Material provided:

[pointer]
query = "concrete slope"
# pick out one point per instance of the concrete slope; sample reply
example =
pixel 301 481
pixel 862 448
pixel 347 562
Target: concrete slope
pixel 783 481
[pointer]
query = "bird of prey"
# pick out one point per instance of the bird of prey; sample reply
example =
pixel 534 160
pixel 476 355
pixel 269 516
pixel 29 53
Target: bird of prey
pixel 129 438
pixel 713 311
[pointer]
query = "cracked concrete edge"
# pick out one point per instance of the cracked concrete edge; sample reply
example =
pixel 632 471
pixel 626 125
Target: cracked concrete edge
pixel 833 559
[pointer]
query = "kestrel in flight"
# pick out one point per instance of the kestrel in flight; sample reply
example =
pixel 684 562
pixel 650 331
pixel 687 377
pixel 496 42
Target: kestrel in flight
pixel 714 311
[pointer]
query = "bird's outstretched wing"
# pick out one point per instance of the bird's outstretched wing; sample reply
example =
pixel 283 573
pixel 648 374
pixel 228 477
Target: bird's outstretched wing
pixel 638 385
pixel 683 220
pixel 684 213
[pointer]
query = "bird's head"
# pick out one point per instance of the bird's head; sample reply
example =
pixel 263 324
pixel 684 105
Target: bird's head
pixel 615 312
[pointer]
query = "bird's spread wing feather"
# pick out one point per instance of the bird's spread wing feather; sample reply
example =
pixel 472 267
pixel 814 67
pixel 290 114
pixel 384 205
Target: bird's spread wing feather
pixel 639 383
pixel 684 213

--

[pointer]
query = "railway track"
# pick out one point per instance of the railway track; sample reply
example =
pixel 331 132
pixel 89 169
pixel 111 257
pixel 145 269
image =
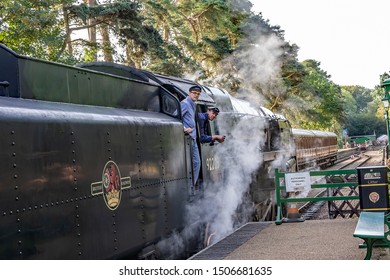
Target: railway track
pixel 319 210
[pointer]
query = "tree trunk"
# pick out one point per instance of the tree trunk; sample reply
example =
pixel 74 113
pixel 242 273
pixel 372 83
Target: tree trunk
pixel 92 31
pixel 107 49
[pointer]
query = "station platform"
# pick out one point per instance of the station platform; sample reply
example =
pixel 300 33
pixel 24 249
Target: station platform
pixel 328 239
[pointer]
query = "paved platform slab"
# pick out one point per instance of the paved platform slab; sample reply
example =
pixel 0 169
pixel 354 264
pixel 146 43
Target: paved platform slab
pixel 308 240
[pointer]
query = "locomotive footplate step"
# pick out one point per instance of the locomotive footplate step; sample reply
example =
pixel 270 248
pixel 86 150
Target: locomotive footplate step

Exercise details:
Copy every line above that contains the word "outstretched", matching case exactly.

The answer:
query = "bird's outstretched wing"
# pick out one point per instance of the bird's outstretched wing; sample reply
Target: bird's outstretched wing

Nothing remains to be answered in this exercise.